Problem description: As you look over the data below, please find each line where the word "station" appears, then copy it.

Excerpted data below:

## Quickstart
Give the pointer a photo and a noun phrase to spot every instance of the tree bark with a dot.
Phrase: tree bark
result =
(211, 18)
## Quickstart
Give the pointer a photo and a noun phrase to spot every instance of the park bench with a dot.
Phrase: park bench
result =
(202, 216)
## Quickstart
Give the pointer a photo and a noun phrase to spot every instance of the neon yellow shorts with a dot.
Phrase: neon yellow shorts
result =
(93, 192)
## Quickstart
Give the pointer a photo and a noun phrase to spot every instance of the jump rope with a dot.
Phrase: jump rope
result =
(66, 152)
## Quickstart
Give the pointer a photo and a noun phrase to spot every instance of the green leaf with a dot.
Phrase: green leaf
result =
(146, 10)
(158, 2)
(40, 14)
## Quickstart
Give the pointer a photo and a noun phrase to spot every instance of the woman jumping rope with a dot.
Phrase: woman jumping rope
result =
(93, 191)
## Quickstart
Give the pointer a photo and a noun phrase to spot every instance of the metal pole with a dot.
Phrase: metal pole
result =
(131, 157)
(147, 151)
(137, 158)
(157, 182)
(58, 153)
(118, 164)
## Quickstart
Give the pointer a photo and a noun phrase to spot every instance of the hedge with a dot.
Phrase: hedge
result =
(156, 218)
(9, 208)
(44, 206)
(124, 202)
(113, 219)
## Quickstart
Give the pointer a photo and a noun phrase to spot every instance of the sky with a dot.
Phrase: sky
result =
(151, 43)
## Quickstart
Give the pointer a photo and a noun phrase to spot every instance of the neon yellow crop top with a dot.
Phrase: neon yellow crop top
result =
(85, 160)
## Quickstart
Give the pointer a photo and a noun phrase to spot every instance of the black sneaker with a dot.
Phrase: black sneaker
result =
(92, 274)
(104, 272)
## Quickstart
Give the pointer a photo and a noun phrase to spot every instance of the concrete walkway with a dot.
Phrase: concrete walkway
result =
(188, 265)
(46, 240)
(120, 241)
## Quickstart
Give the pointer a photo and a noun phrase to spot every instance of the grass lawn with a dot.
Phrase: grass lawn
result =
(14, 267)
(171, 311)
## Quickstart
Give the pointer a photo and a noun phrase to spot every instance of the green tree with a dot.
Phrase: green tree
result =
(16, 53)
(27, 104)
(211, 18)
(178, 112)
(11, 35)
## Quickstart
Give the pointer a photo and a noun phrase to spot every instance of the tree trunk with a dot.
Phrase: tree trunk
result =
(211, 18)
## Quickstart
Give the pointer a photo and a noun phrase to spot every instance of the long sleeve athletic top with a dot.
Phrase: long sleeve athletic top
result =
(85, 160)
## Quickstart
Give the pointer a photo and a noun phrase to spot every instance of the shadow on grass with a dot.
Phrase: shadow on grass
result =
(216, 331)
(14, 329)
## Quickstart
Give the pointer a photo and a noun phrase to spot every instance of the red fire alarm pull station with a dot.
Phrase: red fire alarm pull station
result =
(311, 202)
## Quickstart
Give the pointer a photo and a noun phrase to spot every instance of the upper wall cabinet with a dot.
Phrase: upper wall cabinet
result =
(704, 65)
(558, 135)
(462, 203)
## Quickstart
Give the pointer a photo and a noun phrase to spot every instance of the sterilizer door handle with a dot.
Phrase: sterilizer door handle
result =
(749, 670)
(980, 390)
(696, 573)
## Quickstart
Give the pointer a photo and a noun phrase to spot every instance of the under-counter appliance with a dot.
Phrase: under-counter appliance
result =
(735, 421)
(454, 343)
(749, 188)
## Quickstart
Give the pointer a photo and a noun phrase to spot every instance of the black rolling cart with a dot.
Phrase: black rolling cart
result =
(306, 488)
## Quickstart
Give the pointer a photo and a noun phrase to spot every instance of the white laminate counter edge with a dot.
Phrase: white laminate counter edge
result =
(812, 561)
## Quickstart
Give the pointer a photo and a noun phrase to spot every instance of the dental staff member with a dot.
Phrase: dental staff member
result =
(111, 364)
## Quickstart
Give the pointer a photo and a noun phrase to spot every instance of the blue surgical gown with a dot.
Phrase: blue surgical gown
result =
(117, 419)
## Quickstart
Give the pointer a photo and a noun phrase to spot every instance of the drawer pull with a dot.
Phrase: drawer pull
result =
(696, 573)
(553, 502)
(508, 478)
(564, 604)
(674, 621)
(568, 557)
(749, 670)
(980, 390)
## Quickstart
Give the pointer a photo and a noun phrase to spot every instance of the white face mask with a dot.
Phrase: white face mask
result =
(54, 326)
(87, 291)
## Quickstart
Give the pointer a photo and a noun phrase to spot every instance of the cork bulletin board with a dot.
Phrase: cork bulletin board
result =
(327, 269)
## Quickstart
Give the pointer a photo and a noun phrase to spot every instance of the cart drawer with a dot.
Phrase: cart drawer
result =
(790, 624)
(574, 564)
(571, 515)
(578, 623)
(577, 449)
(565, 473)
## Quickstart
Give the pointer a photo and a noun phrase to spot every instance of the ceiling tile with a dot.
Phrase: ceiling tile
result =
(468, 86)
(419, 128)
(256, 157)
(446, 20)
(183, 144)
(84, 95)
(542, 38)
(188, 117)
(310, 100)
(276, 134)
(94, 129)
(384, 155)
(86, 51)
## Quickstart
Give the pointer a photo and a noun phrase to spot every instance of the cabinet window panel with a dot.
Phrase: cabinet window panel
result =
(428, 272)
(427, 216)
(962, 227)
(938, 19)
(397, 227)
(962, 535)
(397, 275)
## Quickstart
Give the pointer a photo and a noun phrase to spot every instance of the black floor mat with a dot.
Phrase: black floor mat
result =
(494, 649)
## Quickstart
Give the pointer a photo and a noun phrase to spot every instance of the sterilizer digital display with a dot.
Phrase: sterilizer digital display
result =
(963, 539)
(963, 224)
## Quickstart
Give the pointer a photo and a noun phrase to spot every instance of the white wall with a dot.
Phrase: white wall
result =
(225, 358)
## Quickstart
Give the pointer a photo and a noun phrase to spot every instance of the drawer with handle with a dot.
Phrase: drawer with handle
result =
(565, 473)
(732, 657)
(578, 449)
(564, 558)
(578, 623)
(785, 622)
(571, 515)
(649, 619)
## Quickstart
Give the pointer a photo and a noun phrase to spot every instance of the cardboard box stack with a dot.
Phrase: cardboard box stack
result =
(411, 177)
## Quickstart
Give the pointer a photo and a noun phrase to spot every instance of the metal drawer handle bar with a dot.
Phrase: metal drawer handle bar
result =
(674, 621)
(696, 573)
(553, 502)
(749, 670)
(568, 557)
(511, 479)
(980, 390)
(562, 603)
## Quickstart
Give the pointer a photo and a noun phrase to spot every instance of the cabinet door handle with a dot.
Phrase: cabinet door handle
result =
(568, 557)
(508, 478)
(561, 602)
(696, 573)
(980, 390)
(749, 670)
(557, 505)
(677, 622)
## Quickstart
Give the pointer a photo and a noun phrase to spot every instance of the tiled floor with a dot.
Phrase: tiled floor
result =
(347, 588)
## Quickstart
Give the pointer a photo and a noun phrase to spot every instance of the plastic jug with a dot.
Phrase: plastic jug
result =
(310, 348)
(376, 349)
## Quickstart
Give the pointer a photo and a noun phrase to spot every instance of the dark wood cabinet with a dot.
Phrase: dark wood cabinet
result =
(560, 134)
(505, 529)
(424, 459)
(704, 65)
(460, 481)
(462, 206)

End of Excerpted data.

Output below:
Give the pointer a photo and a noun phrase to spot every instance of the red fire alarm pull station with a dot.
Phrase: red fire alarm pull station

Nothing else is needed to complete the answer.